====== ページ抜粋 ======

Monday, January 18, 2021

医療基礎知識

今回は腋臭症について

2015年に発刊されているガイドラインよりまとめた内容を紹介します。

特徴など

身体的な特徴として
・耳垢が湿型
・腋毛が多い
・衣類が黄ばみやすい
・腋窩多汗症になっている

また
・耳孔
・乳輪
・陰部
これらの臭いを伴うこともある。
※根拠性低~中程度


臭いの変化について

・20歳代がピーク
・女性の場合月経前から月経時に増強する。
・動物性脂肪の摂取で増強する。
※根拠性低~中程度

問診

診断において、以下のことを聴取する
・発症時期
・耳垢の状態
・家族歴
・腋臭症の手術歴
・家族からの指摘

耳垢については、遺伝型から相関性があると考えられているため、
状態の確認をして症状の特定を行う。

テストに

・ガーゼテスト
・アポクリン腺の分泌負荷試験

が有用とされているが、根拠性は低~中程度である。


ちなみにgrade testというものがあるが、主観性に頼るため有用性が低いが一応紹介します。

1.まったく臭わない
2.腋窩に挟んだガーゼから微かに匂う(5分挟んだ後)
3.よくかけばわかる程度
4.横にいてわかる状態
5.電車などで人を間にしてもわかる

客観性に欠けるものですが、公共の場で臭いが判ってしまうのはstageⅣかⅤということになります。

ちなみに「診断基準はないため」医師の判断による。というものだそうです。


治療

・消毒薬が有効な場合もある。(石鹸やでデオドラント製品に含まれるもの)

・抗生物質は一時的に腋臭を減少させることができるが、免疫など他への影響があるため安易に使用されるものではない。

・ストレスの軽減、食事の改善、適切な入浴と臭いを改善できる可能性はある。
しかし、エビデンスはなし。

・腋毛の処理で臭いが減少する可能性はあるが、毛嚢炎などに注意が必要ではある。

・市販のデオドラント製品は「一時的」な消臭効果がある。

====== 記録の抜粋 ======

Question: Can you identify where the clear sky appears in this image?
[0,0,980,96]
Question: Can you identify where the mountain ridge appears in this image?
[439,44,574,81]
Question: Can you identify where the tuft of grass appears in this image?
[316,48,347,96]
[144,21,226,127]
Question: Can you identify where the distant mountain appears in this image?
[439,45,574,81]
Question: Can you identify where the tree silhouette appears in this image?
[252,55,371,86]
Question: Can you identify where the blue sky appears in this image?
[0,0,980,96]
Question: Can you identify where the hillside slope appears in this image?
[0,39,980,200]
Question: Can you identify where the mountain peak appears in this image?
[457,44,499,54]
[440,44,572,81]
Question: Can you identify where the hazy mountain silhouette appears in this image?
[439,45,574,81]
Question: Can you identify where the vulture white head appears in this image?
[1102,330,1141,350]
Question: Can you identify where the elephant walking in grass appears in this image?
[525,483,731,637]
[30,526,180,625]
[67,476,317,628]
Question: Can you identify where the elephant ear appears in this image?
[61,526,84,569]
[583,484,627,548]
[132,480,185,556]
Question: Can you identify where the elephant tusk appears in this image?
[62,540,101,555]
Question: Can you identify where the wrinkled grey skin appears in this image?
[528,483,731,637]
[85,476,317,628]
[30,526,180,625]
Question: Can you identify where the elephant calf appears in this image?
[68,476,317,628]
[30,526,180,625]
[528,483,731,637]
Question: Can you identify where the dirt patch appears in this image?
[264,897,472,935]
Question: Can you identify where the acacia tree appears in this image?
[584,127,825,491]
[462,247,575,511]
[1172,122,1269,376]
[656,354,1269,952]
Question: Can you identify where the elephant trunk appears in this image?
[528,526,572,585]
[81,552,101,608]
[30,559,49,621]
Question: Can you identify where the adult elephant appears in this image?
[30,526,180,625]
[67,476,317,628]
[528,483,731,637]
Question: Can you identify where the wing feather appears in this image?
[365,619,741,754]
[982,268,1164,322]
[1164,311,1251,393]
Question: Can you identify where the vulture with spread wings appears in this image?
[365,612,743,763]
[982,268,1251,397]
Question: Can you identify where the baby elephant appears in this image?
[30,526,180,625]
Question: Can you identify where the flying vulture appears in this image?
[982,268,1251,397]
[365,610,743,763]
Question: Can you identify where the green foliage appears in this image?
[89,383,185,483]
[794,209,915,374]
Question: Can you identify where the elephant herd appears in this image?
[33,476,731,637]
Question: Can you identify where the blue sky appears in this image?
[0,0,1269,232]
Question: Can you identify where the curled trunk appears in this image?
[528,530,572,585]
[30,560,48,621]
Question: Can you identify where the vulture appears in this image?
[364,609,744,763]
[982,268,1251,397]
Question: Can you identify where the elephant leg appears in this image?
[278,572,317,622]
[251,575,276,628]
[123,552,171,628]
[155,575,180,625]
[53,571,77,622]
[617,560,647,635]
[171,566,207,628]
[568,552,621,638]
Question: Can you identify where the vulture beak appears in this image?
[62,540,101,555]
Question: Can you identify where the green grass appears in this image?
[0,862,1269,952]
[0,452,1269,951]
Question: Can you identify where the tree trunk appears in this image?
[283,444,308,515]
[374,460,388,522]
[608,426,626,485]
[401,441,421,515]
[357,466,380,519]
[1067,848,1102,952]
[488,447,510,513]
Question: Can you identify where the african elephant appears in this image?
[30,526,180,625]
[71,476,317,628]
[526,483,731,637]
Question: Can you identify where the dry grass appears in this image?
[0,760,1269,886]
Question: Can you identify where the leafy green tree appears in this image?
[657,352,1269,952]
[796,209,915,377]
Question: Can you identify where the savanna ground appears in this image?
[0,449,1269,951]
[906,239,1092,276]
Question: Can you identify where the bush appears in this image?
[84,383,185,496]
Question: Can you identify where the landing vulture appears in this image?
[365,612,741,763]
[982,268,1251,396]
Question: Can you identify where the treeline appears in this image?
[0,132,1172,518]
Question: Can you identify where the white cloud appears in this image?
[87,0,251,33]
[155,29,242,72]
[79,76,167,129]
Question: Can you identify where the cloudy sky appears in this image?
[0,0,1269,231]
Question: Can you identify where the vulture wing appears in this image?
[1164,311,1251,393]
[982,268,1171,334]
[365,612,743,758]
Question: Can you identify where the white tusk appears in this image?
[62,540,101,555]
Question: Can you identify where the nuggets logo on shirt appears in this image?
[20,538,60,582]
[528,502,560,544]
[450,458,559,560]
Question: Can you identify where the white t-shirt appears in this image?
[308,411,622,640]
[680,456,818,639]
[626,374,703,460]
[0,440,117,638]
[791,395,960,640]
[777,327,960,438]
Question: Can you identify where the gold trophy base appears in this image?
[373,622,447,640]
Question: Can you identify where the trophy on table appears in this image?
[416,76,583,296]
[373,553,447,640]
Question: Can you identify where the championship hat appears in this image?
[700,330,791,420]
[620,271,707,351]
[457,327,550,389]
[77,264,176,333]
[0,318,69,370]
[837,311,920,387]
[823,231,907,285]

======

▸ **課題一覧**
a – 腋臭症の文章について、次の問いに答えよ。
(i) 臭いがピークになるのは何歳代か。
(ii) 問診で聴取する項目のうち、遺伝型から相関性があると考えられているのは何か。
(iii) 市販のデオドラント製品の消臭効果はどのようなものとされているか。
b – 腋臭症の文章を、最後の文の後から続けて書け。

▸ **解答一覧**
a –
(i) 20歳代
(ii) 耳垢(の状態)
(iii) 一時的な消臭効果

b –
・手術に関しては、十分な問診など打ち合わせをして行う場合がある。
しかし、選択する手術法に関して、明確な診断基準がないため問診次項にそって考えられる。という現状がある。


その他

・医学的脱毛術(レーザーなど)で原因となるアポクリン腺を破壊することはできないため、症状の改善の期待はできません。

・エステなどの脱毛(光、電気分解など)は永久脱毛ではないので、症状の改善はできません。

・ボツリヌストキシンの局所注射があるが、無効であるというデータがある。
しかし、腋窩が乾燥しやすくなるため臭いの軽減が期待できる

・内服薬はありません。

・多汗症などの手術として交感神経節破壊術などは、本症のために行う治療法としては考えられていません。


まとめ

医学的な方法として、根本治療の中で根拠性が最も高い方法はありません。

ガイドライン上では、根拠性に応じてグレードが定められていますが、
推奨ランクAというものが、1つもなかったためこんなことを言っています。

消臭対策としてはデオドラント製品一択になりますが、
根本的にはアポクリン腺を破壊することから始まります。

よって市販薬や市販品などでは過剰な期待をしない方が良いのかと思います。

それにしても、診断基準がない。ということに驚きました。